### Task to carry out
Could you recast all of the items below as a numbered list, with each line as its own entry and any blank lines omitted?

### Extracted entries
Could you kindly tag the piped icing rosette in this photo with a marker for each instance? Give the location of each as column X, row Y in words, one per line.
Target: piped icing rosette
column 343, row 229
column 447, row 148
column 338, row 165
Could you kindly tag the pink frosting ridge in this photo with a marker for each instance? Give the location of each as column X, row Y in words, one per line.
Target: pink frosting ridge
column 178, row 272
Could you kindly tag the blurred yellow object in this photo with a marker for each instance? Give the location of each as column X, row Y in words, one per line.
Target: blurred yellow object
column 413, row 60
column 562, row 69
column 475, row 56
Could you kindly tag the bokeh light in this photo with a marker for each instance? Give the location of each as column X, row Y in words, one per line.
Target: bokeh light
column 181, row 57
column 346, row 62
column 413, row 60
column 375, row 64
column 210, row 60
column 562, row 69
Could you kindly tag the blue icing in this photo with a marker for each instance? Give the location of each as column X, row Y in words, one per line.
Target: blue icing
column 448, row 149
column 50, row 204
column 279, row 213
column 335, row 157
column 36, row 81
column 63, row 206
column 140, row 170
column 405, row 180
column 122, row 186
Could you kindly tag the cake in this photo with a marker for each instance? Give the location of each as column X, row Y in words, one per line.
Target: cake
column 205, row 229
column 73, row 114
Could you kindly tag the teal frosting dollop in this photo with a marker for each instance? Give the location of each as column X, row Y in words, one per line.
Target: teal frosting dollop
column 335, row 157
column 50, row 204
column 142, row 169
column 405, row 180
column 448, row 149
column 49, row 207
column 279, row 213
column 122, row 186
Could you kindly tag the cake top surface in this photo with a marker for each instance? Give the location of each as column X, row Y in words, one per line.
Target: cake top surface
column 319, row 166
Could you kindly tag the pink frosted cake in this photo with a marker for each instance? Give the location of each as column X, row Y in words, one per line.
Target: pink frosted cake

### Task solution
1. Could you kindly tag the piped icing rosette in this photo with a marker for each instance? Give the location of each as column X, row Y in words, one per line.
2. Target: piped icing rosette
3. column 343, row 229
4. column 447, row 148
5. column 338, row 165
6. Could you kindly tag the pink frosting ridge in this photo with a marker for each instance? Give the location of each as column X, row Y in words, one per line.
7. Target: pink frosting ridge
8. column 178, row 272
9. Could you kindly tag the blurred yellow object in this photo with a marker for each instance? Give the location of each as column X, row Y in words, one per line.
10. Target: blurred yellow object
11. column 413, row 60
12. column 562, row 69
13. column 475, row 56
14. Could you kindly tag the bokeh light in this photo with a marker for each instance? Give the location of each as column X, row Y in words, one per line.
15. Target: bokeh light
16. column 181, row 57
17. column 346, row 62
18. column 413, row 60
19. column 375, row 64
20. column 210, row 60
21. column 562, row 69
22. Could you kindly tag the blue icing in this photo with a marker for each instance? Give the location of each as column X, row Y in words, one per line.
23. Target: blue icing
24. column 448, row 149
25. column 50, row 204
26. column 279, row 213
27. column 335, row 157
28. column 36, row 81
29. column 63, row 206
30. column 140, row 170
31. column 405, row 180
32. column 122, row 186
33. Could you kindly tag the cake in this photo with a marker for each instance? Give the location of each as column X, row Y in words, one per line.
34. Target: cake
35. column 205, row 229
36. column 73, row 114
37. Could you kindly tag the teal frosting dollop in this photo with a marker for each instance? Give the location of each as column X, row Y in words, one per line.
38. Target: teal frosting dollop
39. column 335, row 157
40. column 50, row 204
41. column 142, row 169
42. column 405, row 180
43. column 448, row 149
44. column 49, row 207
45. column 279, row 213
46. column 122, row 186
47. Could you kindly tag the cake top surface in this photo with a marker for each instance? Give the location of each as column X, row Y in words, one per line.
48. Target: cake top surface
49. column 319, row 166
50. Could you kindly tag the pink frosted cake in this photo with a marker for each instance? Give the location of each as column X, row Y in words, one per line.
51. Target: pink frosted cake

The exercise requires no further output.